| What the task requires |
Find each line in the rows below that contains the string "shirt", and copy those lines.

:::

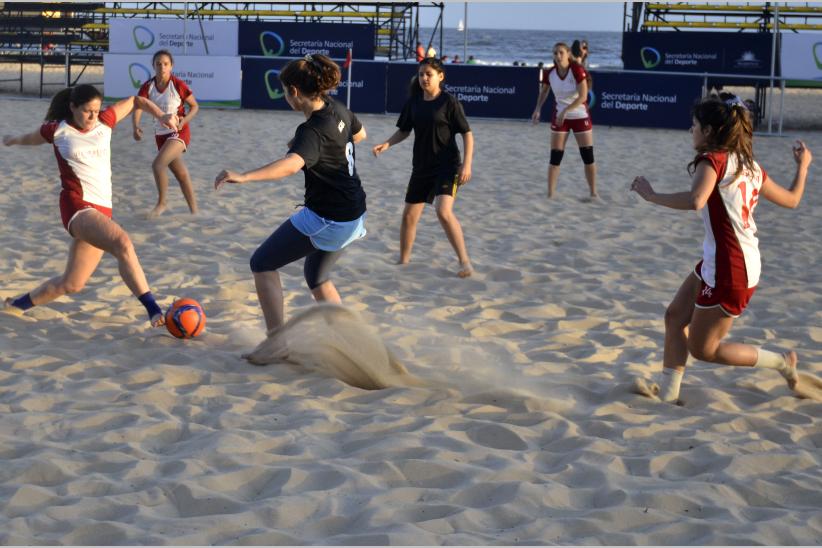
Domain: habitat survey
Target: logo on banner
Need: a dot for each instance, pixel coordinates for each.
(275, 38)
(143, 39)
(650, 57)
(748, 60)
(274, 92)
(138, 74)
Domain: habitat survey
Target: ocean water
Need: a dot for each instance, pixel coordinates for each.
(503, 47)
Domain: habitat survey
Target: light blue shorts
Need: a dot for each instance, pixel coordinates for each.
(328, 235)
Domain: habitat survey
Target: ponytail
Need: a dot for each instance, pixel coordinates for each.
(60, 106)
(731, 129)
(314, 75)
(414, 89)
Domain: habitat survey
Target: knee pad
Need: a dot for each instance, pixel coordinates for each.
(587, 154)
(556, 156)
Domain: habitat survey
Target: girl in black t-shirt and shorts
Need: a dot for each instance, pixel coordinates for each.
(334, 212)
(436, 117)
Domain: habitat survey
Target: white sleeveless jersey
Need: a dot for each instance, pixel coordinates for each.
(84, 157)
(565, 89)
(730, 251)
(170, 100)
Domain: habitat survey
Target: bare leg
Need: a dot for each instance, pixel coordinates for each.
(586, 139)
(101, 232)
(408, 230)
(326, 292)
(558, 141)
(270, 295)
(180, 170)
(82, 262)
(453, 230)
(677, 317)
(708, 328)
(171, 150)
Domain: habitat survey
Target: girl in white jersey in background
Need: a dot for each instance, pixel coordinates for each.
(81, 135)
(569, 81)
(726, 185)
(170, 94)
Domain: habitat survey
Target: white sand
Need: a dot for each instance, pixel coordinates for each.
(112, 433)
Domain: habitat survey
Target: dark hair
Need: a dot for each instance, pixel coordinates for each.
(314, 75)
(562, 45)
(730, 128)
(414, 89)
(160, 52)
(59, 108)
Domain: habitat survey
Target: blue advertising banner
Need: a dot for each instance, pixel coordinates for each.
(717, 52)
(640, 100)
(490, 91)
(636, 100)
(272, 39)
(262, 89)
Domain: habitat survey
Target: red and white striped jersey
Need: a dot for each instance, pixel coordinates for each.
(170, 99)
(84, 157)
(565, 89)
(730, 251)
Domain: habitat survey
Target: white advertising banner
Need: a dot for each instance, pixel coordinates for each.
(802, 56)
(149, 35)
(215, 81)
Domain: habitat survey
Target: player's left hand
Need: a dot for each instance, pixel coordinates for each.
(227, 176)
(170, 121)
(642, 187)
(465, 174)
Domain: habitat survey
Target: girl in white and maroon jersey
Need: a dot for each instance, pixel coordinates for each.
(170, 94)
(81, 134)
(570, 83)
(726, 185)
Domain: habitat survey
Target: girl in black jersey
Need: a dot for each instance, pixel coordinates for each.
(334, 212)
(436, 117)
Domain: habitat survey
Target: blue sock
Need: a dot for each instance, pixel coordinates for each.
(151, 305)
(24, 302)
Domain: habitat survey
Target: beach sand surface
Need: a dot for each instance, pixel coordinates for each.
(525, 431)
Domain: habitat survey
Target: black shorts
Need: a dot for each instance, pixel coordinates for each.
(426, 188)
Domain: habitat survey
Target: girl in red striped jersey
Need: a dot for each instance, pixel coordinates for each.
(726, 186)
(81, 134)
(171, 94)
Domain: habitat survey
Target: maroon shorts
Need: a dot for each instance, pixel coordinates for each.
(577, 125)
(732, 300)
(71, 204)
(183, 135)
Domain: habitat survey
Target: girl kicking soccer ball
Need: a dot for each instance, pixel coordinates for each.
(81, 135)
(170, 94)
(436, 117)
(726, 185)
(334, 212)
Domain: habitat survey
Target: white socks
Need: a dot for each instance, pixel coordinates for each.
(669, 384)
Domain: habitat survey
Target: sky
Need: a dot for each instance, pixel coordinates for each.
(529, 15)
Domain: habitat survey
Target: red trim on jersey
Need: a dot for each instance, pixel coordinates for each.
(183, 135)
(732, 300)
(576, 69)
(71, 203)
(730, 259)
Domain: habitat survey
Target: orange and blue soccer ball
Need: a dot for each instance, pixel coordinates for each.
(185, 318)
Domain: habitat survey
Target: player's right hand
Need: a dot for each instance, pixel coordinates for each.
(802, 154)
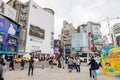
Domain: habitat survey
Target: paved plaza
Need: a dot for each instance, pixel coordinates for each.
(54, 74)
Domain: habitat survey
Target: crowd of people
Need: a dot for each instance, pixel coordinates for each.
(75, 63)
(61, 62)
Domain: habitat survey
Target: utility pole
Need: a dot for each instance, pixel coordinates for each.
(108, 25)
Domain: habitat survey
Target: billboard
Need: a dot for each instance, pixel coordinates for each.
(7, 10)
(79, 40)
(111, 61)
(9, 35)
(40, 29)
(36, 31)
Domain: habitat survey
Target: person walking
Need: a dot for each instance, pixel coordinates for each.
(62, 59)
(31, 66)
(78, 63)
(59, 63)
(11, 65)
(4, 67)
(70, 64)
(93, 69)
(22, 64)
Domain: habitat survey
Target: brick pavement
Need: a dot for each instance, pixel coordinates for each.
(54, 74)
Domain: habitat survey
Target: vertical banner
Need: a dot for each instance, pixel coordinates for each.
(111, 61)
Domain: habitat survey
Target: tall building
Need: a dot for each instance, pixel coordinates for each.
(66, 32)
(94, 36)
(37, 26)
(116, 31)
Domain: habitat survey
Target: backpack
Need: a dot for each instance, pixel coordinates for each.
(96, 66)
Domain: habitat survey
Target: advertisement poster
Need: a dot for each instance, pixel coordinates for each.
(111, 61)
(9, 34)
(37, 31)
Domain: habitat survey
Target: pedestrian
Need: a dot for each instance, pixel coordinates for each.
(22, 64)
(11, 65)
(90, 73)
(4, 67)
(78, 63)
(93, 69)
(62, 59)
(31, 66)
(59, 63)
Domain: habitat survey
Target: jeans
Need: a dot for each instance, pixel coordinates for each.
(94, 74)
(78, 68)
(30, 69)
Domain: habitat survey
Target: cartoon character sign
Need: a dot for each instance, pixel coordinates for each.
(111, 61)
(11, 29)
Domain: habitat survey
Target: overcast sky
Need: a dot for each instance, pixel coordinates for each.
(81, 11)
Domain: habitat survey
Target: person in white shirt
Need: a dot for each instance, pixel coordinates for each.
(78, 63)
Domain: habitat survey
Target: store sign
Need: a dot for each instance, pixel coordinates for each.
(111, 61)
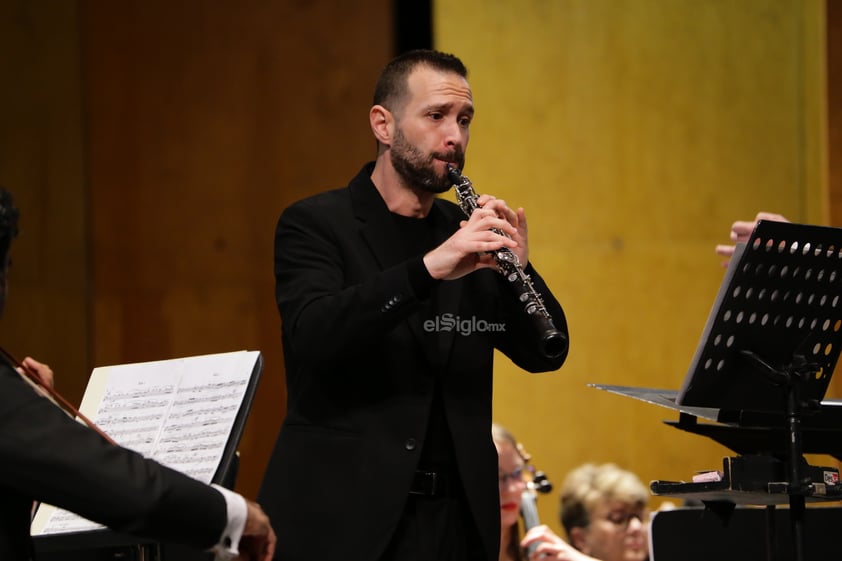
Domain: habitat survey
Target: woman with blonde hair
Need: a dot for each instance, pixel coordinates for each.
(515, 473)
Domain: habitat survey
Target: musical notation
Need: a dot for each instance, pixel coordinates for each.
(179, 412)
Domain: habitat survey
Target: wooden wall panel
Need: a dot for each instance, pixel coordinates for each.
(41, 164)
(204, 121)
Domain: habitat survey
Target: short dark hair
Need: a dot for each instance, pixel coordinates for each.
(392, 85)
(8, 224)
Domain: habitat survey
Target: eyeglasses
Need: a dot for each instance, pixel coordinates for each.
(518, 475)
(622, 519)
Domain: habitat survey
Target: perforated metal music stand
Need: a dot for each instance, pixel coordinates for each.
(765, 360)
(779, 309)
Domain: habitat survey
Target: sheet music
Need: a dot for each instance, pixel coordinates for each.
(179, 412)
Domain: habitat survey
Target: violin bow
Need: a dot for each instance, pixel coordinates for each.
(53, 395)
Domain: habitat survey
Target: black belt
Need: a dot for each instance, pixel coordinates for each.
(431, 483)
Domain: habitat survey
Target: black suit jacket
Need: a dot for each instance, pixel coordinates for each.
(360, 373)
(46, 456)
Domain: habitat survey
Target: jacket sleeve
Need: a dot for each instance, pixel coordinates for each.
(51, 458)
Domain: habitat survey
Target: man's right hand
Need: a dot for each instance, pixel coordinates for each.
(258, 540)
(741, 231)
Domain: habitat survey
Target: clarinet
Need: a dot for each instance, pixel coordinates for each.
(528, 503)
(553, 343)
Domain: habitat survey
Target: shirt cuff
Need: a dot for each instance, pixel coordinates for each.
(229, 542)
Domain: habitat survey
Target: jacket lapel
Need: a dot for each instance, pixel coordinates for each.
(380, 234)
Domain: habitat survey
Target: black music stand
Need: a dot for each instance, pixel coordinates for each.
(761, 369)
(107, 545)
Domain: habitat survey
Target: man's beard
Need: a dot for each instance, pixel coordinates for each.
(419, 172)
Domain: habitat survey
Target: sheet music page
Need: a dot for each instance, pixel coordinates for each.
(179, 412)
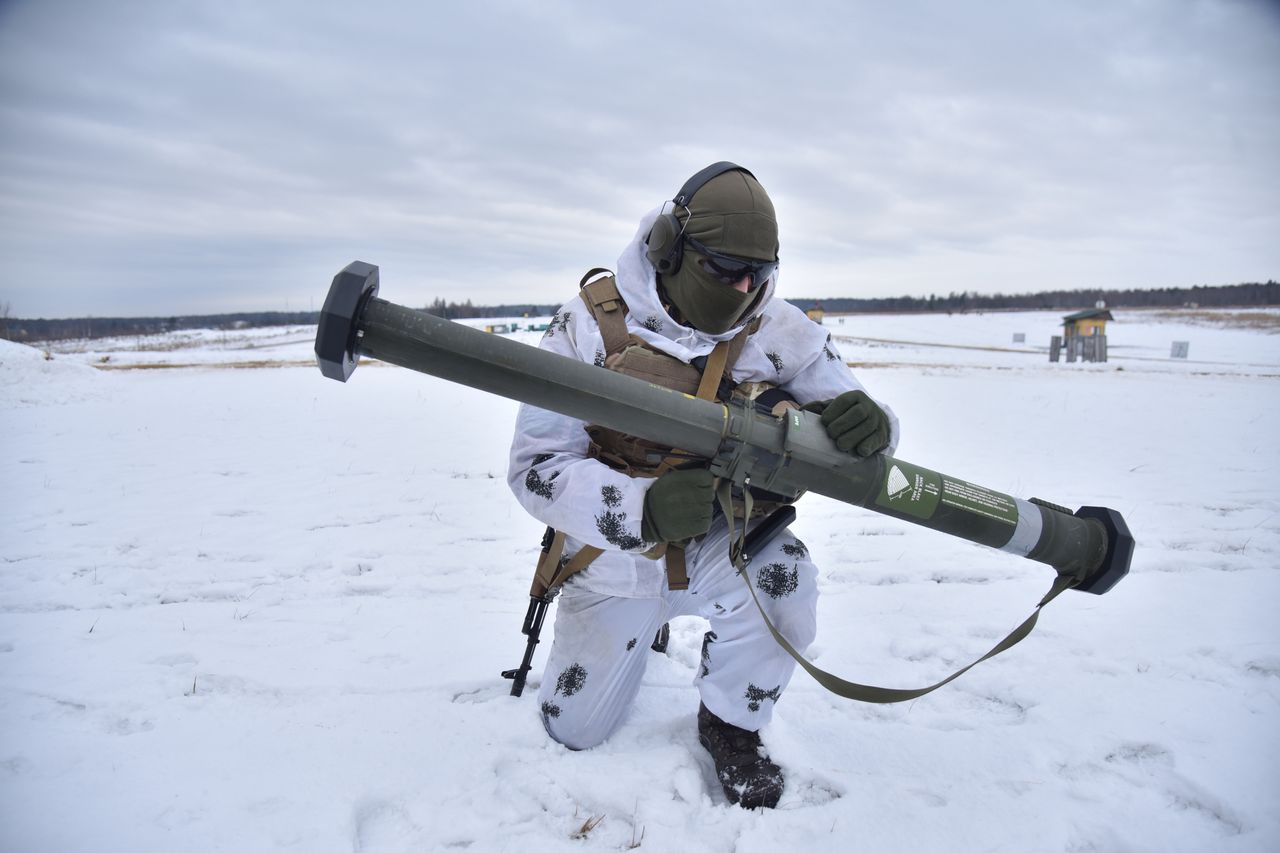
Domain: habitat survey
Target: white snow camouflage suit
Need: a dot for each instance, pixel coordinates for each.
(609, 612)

:::

| Written solution |
Target: girl in black t-shirt and shorts
Target: person in white shirt
Target: shirt cuff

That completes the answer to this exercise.